TAREA 1
Saca de los registros todas las líneas que contengan la palabra "crust".

PÁGINA
Difícil de aceptar

Macario Schettino

Construir un verdadero Estado de derecho, facilitar la inversión en capital físico y financiero, desarrollar el capital humano, son indispensables para que una economía florezca. Pero son también inaceptables para quienes han abrevado del populismo latinoamericano.

En la lógica de este grupo, no debe haber reglas claras, parejas para todos. Al contrario, deben ser reglas que se apliquen conforme convenga. A los enemigos, justicia; a los amigos, justicia y gracia. No debe existir un sector privado autónomo, capaz de decidir en qué y cuánto invierte, sino uno subordinado, que ponga dinero en donde le sea indicado, a cambio de garantías de obtener ganancias extraordinarias. No debe, en fin, haber capital humano, porque cuando las personas piensan por sí mismas, se olvidan quién las sacó de la miseria, según ha dicho una distinguida participante del grupo que está hoy en el poder.

Nada tiene de extraordinario. Así funcionaron las sociedades humanas por miles de años. Un grupo se establecía por encima de los demás, con reglas diferentes, y se arrogaba tanto el manejo del capital como el del conocimiento, así éste fuese de índole religiosa. Por eso, en esos milenios, no hubo crecimiento económico alguno. Y al no existir crecimiento, la riqueza de unos era la pobreza de otros. Y eso tienen muchos en su mente al día de hoy: creen que para que unos sean ricos es necesario que otros sean pobres, y creen que está bien que haya un grupo privilegiado, dueño del poder político (reglas diferentes), del económico (el capital) y del social (conocimiento). Eso, sin embargo, dejó de existir hace varios siglos. En diferentes fechas para diferentes lugares.

Aunque en Occidente siguen quejándose del capitalismo (sin tener claro a qué se refieren), ha sido en los últimos siglos, justamente en esa región del mundo, en donde aprendimos que la riqueza construida sobre el avance tecnológico hace más ricos a todos, al mismo tiempo, pero no en la misma magnitud (y por eso el Estado de bienestar). Es ahí en donde aprendimos que la mejor forma de gobernarnos es con las mismas reglas para todos, y no con distintos conjuntos aplicables a diferentes personas. Y es en este Occidente, en estos últimos siglos, en donde entendimos que el conocimiento es la fuente del avance tecnológico, del bienestar, e incluso del mejoramiento del ambiente. Baste ver el avance de los bosques en Europa y Estados Unidos en las últimas décadas, y compararlo con lo ocurrido en América Latina y Asia en el mismo periodo.

TAREA 2
Sigue escribiendo la columna sobre el populismo y el Estado de derecho a partir de su última frase.

DATOS ENTREGADOS
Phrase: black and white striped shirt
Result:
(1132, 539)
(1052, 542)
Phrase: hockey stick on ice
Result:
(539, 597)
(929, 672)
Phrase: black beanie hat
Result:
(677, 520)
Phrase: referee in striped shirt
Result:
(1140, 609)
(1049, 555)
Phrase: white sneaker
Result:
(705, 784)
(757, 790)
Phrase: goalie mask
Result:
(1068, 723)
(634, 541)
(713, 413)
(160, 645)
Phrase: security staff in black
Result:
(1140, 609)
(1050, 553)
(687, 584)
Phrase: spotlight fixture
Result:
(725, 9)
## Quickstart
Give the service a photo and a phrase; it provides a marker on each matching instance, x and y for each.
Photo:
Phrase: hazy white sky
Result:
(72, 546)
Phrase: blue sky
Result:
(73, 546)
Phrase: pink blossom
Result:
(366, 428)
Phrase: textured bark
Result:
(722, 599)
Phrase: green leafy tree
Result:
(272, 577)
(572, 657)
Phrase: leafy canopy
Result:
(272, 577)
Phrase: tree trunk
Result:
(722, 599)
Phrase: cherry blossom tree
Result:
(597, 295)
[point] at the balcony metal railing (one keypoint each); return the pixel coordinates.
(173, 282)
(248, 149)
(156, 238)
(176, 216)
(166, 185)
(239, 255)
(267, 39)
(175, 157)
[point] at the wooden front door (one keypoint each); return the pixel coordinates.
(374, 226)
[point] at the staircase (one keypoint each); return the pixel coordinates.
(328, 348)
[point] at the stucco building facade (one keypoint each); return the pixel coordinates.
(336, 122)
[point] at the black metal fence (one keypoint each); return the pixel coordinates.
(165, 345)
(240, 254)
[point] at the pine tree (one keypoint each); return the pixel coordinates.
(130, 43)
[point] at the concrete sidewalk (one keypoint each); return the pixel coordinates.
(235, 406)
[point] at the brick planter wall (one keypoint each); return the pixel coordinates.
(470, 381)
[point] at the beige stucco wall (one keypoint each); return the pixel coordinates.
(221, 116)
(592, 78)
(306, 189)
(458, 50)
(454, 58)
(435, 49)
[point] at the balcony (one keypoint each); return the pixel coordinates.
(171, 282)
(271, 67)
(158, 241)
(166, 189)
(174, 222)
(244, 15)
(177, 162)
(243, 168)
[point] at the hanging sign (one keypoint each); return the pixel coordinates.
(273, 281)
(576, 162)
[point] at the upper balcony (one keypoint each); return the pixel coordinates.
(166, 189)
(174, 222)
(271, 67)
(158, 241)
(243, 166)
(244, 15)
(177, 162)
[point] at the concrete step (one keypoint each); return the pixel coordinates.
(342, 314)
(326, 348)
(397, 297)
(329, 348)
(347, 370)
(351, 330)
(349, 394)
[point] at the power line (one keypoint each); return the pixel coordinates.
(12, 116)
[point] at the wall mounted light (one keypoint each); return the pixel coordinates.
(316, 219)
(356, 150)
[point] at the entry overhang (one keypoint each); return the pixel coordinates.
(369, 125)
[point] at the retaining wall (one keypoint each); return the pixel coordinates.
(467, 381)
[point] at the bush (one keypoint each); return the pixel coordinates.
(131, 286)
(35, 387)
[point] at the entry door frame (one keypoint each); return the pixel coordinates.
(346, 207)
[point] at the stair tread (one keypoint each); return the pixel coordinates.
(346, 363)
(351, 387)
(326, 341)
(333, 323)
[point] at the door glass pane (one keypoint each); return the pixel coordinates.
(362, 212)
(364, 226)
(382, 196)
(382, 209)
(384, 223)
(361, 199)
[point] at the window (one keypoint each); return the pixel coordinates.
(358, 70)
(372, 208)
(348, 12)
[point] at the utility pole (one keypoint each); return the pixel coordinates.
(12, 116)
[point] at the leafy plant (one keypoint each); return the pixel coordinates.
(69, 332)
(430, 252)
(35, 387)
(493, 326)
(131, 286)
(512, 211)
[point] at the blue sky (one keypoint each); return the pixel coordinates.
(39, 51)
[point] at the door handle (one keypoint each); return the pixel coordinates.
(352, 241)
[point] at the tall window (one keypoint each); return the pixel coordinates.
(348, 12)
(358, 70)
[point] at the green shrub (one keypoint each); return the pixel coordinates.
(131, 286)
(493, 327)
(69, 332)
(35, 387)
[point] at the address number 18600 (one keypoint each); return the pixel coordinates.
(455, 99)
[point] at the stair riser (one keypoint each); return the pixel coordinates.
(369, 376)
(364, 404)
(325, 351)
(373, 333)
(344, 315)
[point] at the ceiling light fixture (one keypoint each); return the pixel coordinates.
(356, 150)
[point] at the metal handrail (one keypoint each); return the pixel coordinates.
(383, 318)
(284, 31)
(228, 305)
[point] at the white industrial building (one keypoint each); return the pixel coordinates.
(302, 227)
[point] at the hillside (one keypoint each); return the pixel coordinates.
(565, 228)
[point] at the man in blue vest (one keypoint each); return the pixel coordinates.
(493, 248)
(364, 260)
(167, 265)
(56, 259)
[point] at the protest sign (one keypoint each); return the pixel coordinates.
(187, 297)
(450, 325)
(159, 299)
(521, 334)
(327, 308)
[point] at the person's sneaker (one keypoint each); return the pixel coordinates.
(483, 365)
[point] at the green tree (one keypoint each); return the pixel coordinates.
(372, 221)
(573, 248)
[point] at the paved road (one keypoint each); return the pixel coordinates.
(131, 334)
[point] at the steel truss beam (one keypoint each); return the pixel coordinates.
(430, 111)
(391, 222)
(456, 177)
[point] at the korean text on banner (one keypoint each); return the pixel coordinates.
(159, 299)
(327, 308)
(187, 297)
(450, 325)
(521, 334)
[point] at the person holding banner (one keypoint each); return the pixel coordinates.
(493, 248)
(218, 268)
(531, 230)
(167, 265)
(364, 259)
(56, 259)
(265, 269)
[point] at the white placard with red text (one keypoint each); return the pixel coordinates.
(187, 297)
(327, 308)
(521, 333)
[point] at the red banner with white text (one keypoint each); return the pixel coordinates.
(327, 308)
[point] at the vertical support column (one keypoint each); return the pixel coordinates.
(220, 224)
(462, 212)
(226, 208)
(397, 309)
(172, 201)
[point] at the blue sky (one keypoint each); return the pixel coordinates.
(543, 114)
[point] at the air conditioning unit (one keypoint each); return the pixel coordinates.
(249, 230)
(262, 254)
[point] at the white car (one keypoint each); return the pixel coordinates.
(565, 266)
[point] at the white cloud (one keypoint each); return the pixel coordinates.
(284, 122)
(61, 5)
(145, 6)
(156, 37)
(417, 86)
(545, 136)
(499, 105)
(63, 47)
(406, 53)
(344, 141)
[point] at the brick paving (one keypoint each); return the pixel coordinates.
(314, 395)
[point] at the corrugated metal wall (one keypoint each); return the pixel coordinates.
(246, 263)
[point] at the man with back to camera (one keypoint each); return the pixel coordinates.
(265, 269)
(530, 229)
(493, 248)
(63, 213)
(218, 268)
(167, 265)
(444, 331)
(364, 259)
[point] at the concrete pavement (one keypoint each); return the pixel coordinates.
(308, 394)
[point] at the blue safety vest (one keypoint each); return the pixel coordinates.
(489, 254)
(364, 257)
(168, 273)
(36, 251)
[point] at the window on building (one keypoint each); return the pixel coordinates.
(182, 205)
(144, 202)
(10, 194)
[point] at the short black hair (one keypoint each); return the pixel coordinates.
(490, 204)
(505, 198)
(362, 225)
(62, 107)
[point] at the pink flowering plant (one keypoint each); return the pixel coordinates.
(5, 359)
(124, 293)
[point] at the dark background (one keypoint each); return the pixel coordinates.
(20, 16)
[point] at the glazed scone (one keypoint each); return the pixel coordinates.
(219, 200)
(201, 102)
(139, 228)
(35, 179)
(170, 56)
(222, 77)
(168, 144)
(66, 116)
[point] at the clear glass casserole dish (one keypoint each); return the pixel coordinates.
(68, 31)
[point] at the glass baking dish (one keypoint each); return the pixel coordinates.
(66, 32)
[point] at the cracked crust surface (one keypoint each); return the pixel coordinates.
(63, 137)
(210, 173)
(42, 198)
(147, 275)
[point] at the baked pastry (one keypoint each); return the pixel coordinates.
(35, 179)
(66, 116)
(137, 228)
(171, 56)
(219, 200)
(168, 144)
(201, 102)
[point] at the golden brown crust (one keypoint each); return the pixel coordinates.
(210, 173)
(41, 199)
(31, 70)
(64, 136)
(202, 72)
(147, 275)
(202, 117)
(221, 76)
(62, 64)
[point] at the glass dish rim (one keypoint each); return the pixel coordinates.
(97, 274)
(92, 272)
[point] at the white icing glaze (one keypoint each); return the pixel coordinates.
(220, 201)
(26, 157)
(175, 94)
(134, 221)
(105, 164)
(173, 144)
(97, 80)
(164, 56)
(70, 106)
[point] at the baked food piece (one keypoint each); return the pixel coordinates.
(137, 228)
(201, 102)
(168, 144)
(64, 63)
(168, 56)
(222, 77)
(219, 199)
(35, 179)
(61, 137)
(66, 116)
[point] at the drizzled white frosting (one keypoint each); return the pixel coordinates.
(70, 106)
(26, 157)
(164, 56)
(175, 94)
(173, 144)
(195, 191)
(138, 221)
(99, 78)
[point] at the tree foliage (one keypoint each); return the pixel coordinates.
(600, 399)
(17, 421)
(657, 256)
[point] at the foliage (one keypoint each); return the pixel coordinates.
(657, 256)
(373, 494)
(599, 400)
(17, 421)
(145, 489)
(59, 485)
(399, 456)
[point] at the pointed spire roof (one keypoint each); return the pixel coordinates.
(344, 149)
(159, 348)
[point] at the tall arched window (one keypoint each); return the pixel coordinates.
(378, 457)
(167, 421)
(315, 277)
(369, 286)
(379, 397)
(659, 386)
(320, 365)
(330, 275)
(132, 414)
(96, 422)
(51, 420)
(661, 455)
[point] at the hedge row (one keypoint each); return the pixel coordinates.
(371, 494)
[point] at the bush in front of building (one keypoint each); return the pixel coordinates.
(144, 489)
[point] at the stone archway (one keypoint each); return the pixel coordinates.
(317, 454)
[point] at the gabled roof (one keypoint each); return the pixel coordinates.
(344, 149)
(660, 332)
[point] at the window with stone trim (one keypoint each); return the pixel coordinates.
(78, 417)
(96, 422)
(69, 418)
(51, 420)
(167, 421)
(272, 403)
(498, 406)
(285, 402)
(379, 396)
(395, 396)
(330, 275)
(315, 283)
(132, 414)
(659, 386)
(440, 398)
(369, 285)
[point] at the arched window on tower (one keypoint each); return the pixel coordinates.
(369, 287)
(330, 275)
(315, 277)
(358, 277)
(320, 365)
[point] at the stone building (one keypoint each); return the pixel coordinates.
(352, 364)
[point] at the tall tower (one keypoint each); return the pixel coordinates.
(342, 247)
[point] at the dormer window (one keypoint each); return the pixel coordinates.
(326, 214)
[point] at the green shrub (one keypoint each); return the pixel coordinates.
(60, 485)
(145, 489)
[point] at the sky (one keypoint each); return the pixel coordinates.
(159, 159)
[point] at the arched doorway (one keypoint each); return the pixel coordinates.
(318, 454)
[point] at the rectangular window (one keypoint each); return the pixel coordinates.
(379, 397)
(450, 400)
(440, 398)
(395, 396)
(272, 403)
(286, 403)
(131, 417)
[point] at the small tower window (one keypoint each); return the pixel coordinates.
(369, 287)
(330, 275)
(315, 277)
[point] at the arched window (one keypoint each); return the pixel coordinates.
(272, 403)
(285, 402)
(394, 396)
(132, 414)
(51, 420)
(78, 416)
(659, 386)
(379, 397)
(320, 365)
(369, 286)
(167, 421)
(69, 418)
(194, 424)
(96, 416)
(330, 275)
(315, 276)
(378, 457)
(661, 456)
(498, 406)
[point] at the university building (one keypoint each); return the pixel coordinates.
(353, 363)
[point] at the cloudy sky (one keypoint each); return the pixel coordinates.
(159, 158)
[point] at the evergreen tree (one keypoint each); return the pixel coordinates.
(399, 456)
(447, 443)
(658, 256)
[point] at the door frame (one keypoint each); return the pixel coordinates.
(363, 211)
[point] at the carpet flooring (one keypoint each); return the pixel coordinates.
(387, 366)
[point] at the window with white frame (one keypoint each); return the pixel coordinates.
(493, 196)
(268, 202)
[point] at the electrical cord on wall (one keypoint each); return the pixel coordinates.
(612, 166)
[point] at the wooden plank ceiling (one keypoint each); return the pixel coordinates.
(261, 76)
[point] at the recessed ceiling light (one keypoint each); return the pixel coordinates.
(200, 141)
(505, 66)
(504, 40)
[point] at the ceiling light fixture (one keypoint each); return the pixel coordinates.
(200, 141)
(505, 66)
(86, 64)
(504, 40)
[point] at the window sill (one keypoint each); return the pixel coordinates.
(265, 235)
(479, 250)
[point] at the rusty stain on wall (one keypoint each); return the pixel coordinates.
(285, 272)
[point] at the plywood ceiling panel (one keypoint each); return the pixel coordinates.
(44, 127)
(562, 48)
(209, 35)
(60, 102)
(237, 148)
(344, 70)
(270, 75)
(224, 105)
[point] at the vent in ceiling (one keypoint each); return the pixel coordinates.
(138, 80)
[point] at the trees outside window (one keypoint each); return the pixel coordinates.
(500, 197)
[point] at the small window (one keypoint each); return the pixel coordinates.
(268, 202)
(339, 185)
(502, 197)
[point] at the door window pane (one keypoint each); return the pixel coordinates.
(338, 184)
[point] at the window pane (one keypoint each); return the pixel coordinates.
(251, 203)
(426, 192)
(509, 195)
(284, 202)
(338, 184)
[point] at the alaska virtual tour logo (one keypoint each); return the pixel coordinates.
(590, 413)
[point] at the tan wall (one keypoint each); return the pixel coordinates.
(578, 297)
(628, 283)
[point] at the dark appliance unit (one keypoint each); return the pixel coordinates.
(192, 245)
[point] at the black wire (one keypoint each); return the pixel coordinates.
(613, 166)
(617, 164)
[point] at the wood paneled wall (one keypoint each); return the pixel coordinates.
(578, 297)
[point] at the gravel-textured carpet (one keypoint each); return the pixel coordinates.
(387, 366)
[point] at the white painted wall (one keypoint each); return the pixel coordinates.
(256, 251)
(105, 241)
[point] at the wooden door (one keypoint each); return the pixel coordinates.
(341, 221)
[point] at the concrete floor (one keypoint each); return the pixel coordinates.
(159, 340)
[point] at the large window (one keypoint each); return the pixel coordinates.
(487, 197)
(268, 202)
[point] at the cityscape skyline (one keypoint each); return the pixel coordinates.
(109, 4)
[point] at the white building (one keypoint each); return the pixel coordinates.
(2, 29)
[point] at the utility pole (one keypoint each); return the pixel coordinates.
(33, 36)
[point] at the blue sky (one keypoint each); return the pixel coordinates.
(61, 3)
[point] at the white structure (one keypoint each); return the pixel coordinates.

RESULTADO ESPERADO 1
[point] at the cracked crust surface (one keypoint each); return the pixel coordinates.
[point] at the golden brown crust (one keypoint each); return the pixel coordinates.

RESULTADO ESPERADO 2
Este esquema no es maravilloso. Lleva consigo algo muy difícil de aceptar: la desaparición del sentido de la vida. No hay un final feliz, ni resurrección de cuerpos y almas, ni un mundo maravilloso esperándonos. Hay simplemente el día a día; el trabajo cotidiano; la preocupación por los más cercanos, pero también por los demás; la búsqueda de unos momentos felices en medio de una vida ciertamente difícil. Antes era peor, como sabemos, pero queremos olvidarlo. Nunca, en toda la historia humana, vivieron tantos seres humanos en tan buenas condiciones como hoy. Condiciones materiales, claro está, porque las otras, la verdad, nadie sabe cómo entenderlas ni medirlas.

Pero este bienestar cotidiano, acompañado de la decepción espiritual, resulta inaceptable para algunos, que nos ofrecen a cambio un mundo utópico, es decir imposible de existir, en el que seremos felices en todas las dimensiones. El dinero es el excremento del diablo, o su progenitor, o lo que sea. Basta un par de zapatos, dice el que vive en un palacio virreinal. ¿No decía eso la Iglesia católica?, ¿no decía lo mismo el populismo/comunismo del siglo 20?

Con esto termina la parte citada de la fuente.